— Records provided —
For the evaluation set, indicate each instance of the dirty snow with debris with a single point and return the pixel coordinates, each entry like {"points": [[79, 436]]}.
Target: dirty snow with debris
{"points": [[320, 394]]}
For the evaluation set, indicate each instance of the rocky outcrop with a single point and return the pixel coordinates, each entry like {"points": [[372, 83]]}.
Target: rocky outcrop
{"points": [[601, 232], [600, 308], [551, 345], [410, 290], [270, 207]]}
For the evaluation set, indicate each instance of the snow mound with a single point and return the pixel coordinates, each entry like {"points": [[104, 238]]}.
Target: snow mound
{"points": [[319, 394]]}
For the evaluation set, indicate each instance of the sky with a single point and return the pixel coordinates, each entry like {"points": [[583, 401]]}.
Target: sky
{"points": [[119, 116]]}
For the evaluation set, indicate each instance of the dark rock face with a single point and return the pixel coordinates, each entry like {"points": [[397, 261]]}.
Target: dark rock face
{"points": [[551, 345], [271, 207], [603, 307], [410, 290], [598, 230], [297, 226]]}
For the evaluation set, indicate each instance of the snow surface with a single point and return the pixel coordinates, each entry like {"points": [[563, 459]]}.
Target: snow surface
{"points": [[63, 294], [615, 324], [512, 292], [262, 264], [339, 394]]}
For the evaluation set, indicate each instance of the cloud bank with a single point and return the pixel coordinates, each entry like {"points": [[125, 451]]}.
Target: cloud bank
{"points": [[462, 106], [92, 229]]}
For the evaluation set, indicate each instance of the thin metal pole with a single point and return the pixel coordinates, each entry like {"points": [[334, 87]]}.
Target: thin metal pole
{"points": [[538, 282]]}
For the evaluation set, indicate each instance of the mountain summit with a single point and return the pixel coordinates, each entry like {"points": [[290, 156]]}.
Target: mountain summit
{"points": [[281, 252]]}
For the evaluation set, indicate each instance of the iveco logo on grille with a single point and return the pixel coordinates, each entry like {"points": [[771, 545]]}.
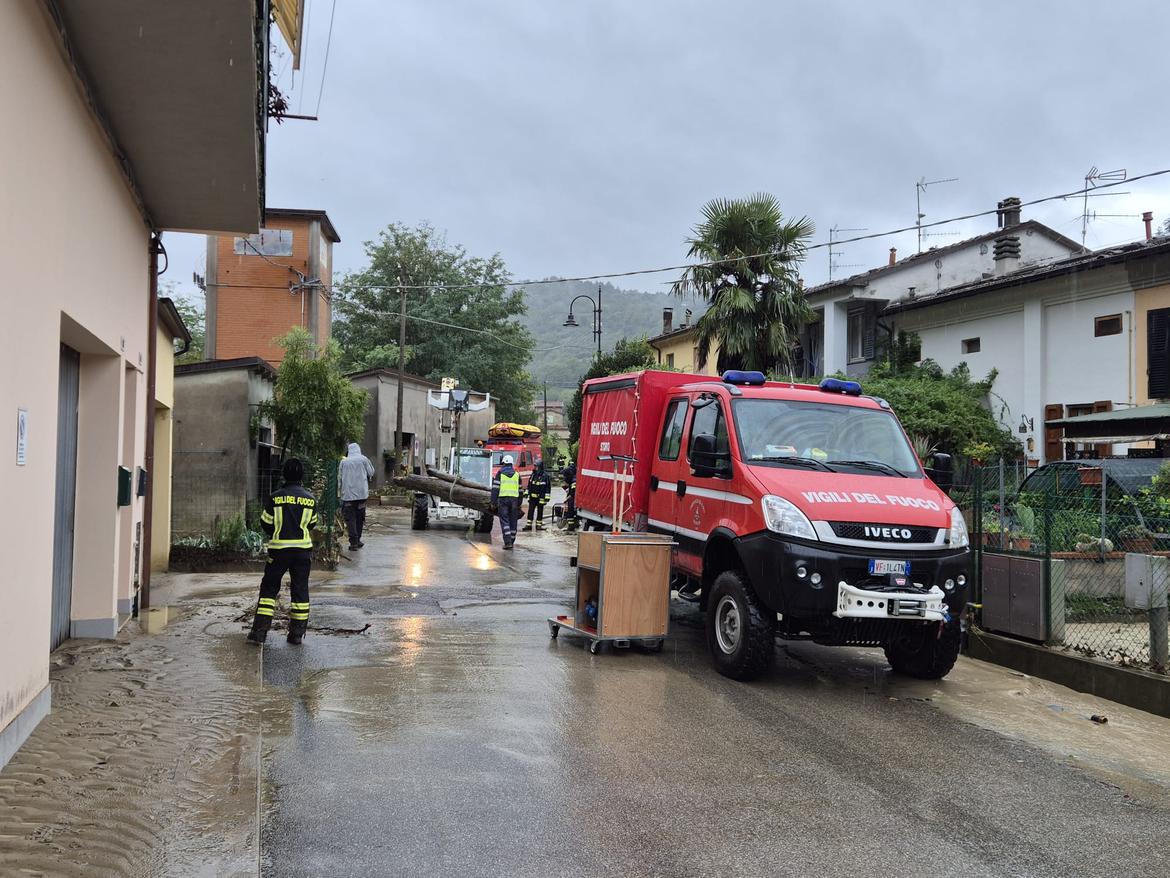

— Stated goal —
Reproduce every entry above, substituting "test set" for each "evaluation set" and keeping all else identical. Leave out the pictures.

— Exercise result —
For the test set, indicate each instance of the dirty snow with debris with a single point and return the pixel coordinates, each entry like {"points": [[79, 436]]}.
Target: dirty snow with debris
{"points": [[320, 394]]}
For the test set, indicate each instance of the rocky outcrop with a single point and return the pixel coordinates, each entry like {"points": [[372, 83]]}.
Target: rocky outcrop
{"points": [[601, 232], [600, 308], [551, 345], [410, 290], [270, 207]]}
For the test set, indicate each instance of the snow mound with a single point and return the pixel coordinates, each entry like {"points": [[104, 238]]}.
Target: snow mound
{"points": [[319, 394]]}
For the test set, indicate each instance of the sky with a single point and return the pixel coordinates, each entry like {"points": [[583, 401]]}.
Target: sky
{"points": [[119, 116]]}
For the test set, indicate each instance of the dark rock face with a single point and return the pixel coordinates, each entry like {"points": [[397, 261]]}.
Target: dark rock face
{"points": [[551, 345], [271, 207], [603, 307], [410, 290], [598, 230], [297, 226]]}
For the test set, indicate each instance of the snow surface with a single point and return the pixel coordinates, each entry like {"points": [[563, 459]]}.
Target: snow surface
{"points": [[63, 294], [615, 324], [512, 292], [262, 264], [339, 394]]}
For the test set, indicate each instance of the cloud bank with a single point and return the pixel coordinates, each entry like {"points": [[125, 451]]}.
Target: cloud bank
{"points": [[462, 106], [92, 229]]}
For the test set, indicate each instance of the thin metal pole with a single point and return the pixel coordinates, each entry like {"points": [[334, 87]]}.
Target: thin metal pole
{"points": [[538, 282]]}
For the test set, indicate each instance of the mountain summit with a single point and return the pixel coordinates, each entry like {"points": [[290, 156]]}.
Target: mountain summit
{"points": [[281, 252]]}
For the test set, indicate each instance of the iveco logo on grille with a single point and return the pixel coordinates, each entry like {"points": [[771, 545]]}.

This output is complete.